● Extracted data
----------------

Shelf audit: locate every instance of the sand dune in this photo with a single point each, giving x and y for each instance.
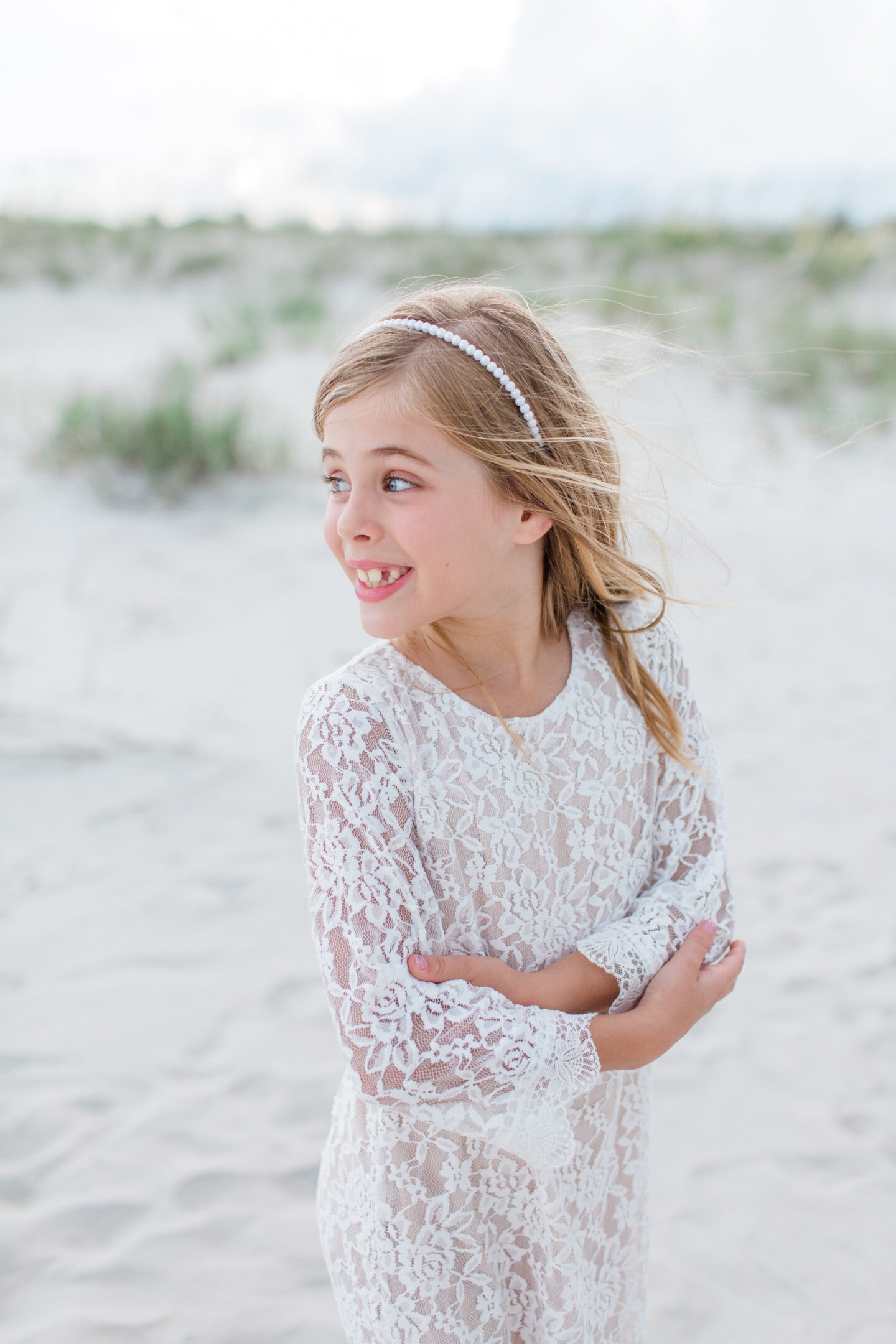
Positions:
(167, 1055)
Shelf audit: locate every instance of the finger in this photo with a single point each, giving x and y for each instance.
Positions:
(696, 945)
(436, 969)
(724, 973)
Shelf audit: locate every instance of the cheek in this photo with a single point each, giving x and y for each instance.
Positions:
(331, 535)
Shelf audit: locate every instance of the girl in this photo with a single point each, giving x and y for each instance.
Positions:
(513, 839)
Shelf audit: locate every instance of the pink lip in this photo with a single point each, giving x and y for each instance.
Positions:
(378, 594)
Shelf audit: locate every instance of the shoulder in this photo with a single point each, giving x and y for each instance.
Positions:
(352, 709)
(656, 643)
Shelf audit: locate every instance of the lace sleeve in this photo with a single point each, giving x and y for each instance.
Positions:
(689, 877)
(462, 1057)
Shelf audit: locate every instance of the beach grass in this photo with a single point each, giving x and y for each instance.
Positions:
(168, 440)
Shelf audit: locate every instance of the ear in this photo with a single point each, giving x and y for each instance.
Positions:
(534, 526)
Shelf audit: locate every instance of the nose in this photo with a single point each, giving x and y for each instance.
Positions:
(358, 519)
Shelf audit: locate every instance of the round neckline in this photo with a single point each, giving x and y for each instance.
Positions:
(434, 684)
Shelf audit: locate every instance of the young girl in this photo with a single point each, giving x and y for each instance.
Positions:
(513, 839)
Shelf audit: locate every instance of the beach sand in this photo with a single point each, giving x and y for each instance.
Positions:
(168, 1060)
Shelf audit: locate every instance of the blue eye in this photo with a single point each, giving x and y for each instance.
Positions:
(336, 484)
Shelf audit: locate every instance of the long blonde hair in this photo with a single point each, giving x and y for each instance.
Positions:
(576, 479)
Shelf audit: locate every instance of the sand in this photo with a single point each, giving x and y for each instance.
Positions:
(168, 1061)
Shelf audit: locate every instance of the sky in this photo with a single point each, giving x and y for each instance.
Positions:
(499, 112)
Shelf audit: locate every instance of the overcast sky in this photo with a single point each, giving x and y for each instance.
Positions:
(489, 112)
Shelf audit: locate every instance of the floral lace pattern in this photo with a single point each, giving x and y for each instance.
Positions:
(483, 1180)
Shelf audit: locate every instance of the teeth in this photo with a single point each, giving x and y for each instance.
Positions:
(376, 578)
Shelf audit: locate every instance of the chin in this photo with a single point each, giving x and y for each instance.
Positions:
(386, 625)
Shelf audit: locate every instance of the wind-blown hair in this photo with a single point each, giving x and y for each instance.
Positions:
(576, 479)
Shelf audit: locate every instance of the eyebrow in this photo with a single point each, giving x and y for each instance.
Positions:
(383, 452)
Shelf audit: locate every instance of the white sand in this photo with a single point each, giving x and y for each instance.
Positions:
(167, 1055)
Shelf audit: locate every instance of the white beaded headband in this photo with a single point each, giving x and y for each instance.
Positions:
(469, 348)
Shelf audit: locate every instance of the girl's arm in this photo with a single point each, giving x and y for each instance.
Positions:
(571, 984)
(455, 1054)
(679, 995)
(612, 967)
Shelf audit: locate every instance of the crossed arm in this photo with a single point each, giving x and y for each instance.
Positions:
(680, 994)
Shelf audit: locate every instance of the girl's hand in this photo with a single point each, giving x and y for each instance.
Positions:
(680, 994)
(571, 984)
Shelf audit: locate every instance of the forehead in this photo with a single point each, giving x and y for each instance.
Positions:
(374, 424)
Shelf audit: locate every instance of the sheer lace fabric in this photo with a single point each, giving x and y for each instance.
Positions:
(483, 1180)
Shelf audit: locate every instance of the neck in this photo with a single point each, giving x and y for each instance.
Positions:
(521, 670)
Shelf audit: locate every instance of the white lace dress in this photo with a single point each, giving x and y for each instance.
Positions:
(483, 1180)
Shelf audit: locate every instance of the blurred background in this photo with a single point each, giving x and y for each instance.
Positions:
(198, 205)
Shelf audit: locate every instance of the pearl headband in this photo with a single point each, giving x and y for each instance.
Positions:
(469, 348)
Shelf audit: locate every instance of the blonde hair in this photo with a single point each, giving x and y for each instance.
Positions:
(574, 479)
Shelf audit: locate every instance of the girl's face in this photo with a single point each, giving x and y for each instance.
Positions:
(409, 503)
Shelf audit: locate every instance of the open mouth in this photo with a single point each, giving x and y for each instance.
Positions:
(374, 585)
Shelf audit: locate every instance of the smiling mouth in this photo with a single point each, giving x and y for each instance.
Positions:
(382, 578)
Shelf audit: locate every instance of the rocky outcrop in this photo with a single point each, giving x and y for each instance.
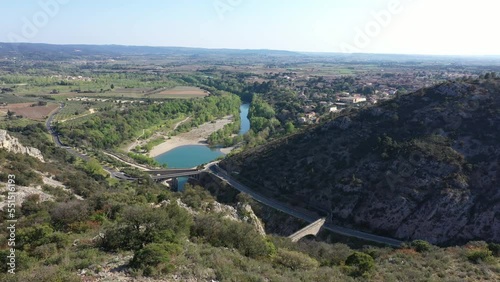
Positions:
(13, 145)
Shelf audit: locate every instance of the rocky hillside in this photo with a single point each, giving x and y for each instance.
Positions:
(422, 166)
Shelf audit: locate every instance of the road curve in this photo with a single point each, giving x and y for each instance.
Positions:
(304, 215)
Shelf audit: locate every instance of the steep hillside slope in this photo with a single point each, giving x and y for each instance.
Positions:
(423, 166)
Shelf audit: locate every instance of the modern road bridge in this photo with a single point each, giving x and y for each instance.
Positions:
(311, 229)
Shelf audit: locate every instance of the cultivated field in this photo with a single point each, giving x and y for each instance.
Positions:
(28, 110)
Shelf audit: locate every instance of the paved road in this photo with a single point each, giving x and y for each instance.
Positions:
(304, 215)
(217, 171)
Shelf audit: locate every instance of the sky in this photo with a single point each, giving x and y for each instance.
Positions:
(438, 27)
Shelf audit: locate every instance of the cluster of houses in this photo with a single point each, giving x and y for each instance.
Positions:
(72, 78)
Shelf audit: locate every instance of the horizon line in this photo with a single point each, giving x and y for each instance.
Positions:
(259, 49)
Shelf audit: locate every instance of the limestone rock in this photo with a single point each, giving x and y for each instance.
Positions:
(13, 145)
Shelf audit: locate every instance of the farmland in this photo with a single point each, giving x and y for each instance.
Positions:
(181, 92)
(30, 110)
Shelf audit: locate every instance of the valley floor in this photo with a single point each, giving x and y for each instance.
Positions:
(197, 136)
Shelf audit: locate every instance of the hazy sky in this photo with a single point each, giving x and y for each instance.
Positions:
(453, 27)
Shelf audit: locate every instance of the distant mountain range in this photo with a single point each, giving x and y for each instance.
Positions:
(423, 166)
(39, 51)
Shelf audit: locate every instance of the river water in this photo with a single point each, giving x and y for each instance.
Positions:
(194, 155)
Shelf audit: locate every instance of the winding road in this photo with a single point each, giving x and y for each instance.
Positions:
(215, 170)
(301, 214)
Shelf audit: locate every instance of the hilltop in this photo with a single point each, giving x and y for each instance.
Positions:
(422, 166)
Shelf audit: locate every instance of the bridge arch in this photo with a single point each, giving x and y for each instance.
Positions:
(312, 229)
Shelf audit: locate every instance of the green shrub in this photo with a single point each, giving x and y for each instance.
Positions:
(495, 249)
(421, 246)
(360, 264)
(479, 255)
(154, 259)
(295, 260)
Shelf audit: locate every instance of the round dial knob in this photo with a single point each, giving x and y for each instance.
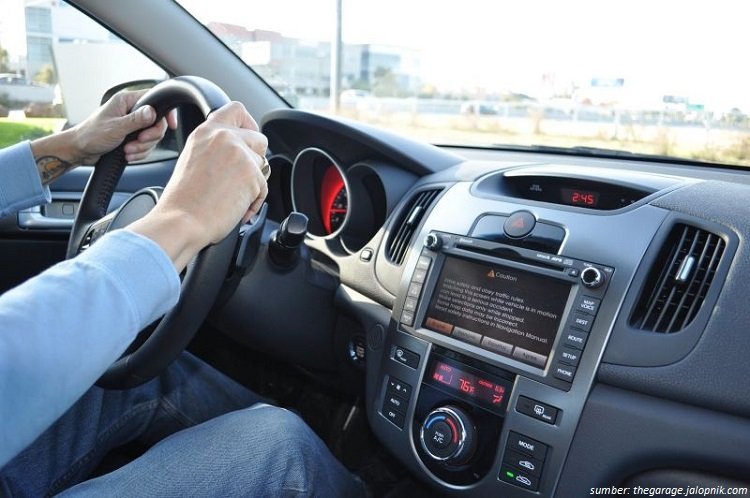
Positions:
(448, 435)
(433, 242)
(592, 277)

----------------

● Exercise task
Retype each record exactly as it stands, but do not include the pictures.

● The solution
Shelf audit: locate every instance of the sand dune in this photo with a single point each, giving x and y for each instance.
Positions:
(167, 1055)
Shelf audit: locate every instance of the finger in this photo with a single point each, giving x and y for each instance.
Positions:
(696, 945)
(436, 969)
(724, 973)
Shelf audit: locate every instance of the cheek in this photo with a single point each, giving x and y for each instance.
Positions:
(331, 535)
Shelf audit: locate every instance of the girl in this photo with a single point each, giving x and y for each instance.
Positions:
(513, 839)
Shelf audit: locate every instance of the pink lip in this photo with a single point each, giving x and y for each instance.
Positions:
(378, 594)
Shelf audit: locate every instance of the shoulder in this photo with a single point each, giving x and y for each instance.
Positions:
(352, 709)
(656, 643)
Shelf audit: locate every instance of the lace sleeve in this photo with a single point each, giving x and y for each instance.
Positions:
(689, 877)
(462, 1057)
Shelf audit: locate every instance of the beach grass in this photo with a single point each, giving x and y for each instance.
Positions:
(168, 440)
Shelf audit: locate every instance of the ear in this photo with a single point each, giving x and y for each instance.
Positions:
(534, 526)
Shelf audit: locate every instance of the nose in this photo with a single point each, giving x and y for each instance.
Positions:
(358, 519)
Shelf audit: locate every instance of the round neckline in this photo with a single point each, giving x and y for each instance.
Positions:
(434, 684)
Shelf audit: locate every instance of the young girl in this photo with a single point each, giving x and y for each instance.
Positions:
(513, 839)
Shelf audit: locate every instance of the beach sand in this photo with a single point each, giving x and y for each instance.
Positions:
(168, 1060)
Shelf audit: locate every instance of the blue eye in this photo with a single point each, giving x and y for each instance.
Positions:
(336, 484)
Shelf audit: locate every instance of the long blonde hair in this photo with a single point each, giving x and y for each instance.
Positions:
(576, 479)
Shelf audit: locate every instance of the sand in this photo with a single point each, giving x and y for each instance.
Positions:
(168, 1061)
Shelf audit: locate every instance of the sky in this photo with a single point each, giving x and y for each instance.
Positions:
(499, 112)
Shelf audit: locate every instance of the overcast sky in this photo with a single point each, giving x and y for each instance.
Positions:
(489, 112)
Shelf audit: locate every instance of the floral lace pattern in this photo with a single point each, giving x and y for each instance.
Positions:
(483, 1180)
Shelf audit: locate every instance of the teeth in this photo with a single point each, giving x and y for each instance.
Positions:
(376, 578)
Shelf audit: locate every instance of the chin in this photo with a single point each, giving x and y for each instance.
Positions:
(386, 625)
Shelf audit: locate every instance of the wind-blown hair in this photo with a single point each, giving x and y for each instance.
Positions:
(576, 479)
Shelf audit: locate every instance of the eyebrow in this photo with a single point each, giving x and y for each instance.
Positions:
(383, 452)
Shelf audit: locate every instance of the white sand in this photo with a single point each, giving x and y for each instance.
Positions:
(167, 1055)
Shelf audit: locate every instance of the white beaded headband in this photo with a single point each, giving x and y for each instance.
Positions:
(469, 348)
Shelf audit: locate every instance of the girl's arm in this photo with a single point each, giving x and y for each instance.
Positions:
(571, 984)
(455, 1054)
(679, 995)
(612, 967)
Shelf audit: locate every instance of the crossed arm in this photo with a single point each, giving x and y for each instance.
Positions:
(680, 994)
Shelf audit: locate every instance of the girl's hand in this photo with a single point each, giving x and y for each instance.
Positions:
(680, 994)
(571, 984)
Shelf audit: locate every instance of the forehead in this photo with a single point each, giving x and y for each instance.
Positions:
(374, 424)
Shelf audit: locate every instance of the sheer lace fabric in this photo with a single point each, giving x and y for each instance.
Positions:
(483, 1180)
Shelf audit: locate every instance of the neck in this photo with a single point each, giving x and y for each instance.
Positions:
(521, 670)
Shelf audit: locate every instance of the white lace dress in this photo with a single point each, giving x and y for each instance.
Positions:
(483, 1180)
Shelf audit: locate every instance of the blurred background in this photo with a single point each, giving x and y for each instance.
Positions:
(198, 205)
Shelf audit: locate every instance of the pearl headband in this photo with a single point each, giving x and y for each instance.
Positions:
(469, 348)
Shelf audit: locate every instance of the blonde hair in this photo with a single point each, giving x and y for each instance.
Positions:
(574, 479)
Shelf audit: locate every instance of the girl's face in this photo with a single point each, giving x and y for each instance.
Positions:
(409, 503)
Shelf audit: locate every instance of the open mouth in this photo with a single point each, giving x and y for each instance.
Positions:
(374, 585)
Shelf audit: locate every instance of the smiling mouth in this photo with a single point each, giving x and y for each instance.
Positions:
(382, 578)
Shelf audit: locate every instance of the rocky outcrop in this photo with a single point each, giving x and y for each instance.
Positions:
(13, 145)
Shelf audit: locate every instance of the rocky hillside in this photo with a single point each, giving x and y for each instance.
Positions:
(422, 166)
Shelf audit: locate every instance of the road curve in this photo with a single point each, giving x and y for each instance.
Positions:
(304, 215)
Shelf audit: locate every instance of the steep hillside slope in this photo with a single point each, giving x and y for each instance.
Positions:
(423, 166)
Shelf audit: locate every instance of the modern road bridge in this photo with a single point each, giving x and y for each instance.
Positions:
(311, 229)
Shelf audit: locate every instance of the cultivated field in this photo with a single point each, giving x and y for each instance.
Positions:
(28, 110)
Shelf audit: locate every instance of the paved road in this photo with a single point each, giving x and y for each instance.
Positions:
(304, 215)
(217, 171)
Shelf audit: locate every instance of the sky in this photo with a single point each, giving x and y for each instance.
Positions:
(438, 27)
Shelf audit: locate every instance of the cluster of houses in this photo with a single point each, giving x and y for each instance.
Positions:
(72, 78)
Shelf audit: locate every instance of the horizon line in this photo with a single point each, giving x and y for each instance.
Positions:
(259, 49)
Shelf audit: locate every instance of the limestone rock in this photo with a single point each, giving x and y for each instance.
Positions:
(13, 145)
Shelf audit: locate every instance of the farmland in this photo with a single point each, giving x and y for each instance.
Positions:
(181, 92)
(30, 110)
Shelf audit: locate every instance of the valley floor in this photo with a single point each, giving x and y for each instance.
Positions:
(197, 136)
Shelf audit: locate every instance of the hazy sky in this photo with a single point each, giving x and y for each instance.
Positions:
(453, 27)
Shelf audit: locate every instance of the distant mountain range in this photo with a single point each, giving x and y for each instance.
Positions:
(423, 166)
(39, 51)
Shelf audit: locate every instance of the river water in this photo with a single point each, giving x and y for each instance.
Positions:
(194, 155)
Shelf audit: locate every instance of the winding road in this photo with a single point each, giving x and y for each instance.
Positions:
(215, 170)
(301, 214)
Shelf audit: locate every instance of the hilltop in this photo with a single point each, giving x and y for each instance.
Positions:
(422, 166)
Shelf audit: locate every instance of the bridge arch in this photo with a single point each, giving x and y for each instance.
Positions:
(312, 229)
Shelf audit: locate every instance of the green shrub in this photo with a single point each, giving x and y for each instance.
Positions:
(495, 249)
(421, 246)
(360, 264)
(479, 255)
(154, 259)
(295, 260)
Shelf audit: locate every instance of the round dial knob in this photo with a single point each, giving x and y for each instance.
Positions:
(448, 435)
(433, 242)
(592, 277)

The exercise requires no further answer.